[[ Exercise materials, beginning ]]

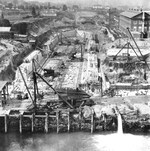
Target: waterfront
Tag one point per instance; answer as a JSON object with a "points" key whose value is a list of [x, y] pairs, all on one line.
{"points": [[78, 141]]}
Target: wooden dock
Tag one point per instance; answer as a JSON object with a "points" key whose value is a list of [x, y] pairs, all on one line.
{"points": [[60, 120]]}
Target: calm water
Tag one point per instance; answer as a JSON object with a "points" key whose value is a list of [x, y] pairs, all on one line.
{"points": [[74, 142]]}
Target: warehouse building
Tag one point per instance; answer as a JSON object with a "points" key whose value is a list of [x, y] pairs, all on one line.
{"points": [[134, 20]]}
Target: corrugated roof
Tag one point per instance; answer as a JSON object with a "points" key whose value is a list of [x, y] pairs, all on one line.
{"points": [[2, 84], [130, 14], [5, 29]]}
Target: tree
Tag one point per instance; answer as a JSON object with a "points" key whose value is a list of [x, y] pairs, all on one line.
{"points": [[33, 12], [65, 7]]}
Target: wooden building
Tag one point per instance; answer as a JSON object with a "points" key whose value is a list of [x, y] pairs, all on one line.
{"points": [[134, 20]]}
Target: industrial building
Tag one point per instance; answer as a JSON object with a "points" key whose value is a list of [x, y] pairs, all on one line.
{"points": [[137, 21]]}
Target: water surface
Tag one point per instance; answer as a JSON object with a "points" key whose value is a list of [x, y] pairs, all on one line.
{"points": [[78, 141]]}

[[ Exercise materials, end ]]

To do — Through the last line of the entries above, beginning at the line containing "Target: water surface", transcribe each line exactly, both ends included and nothing more.

Response —
Target: water surface
Tag one point per instance; answer as a JSON object with a "points" key whose value is a list of [x, y] pairs, all on one line.
{"points": [[78, 141]]}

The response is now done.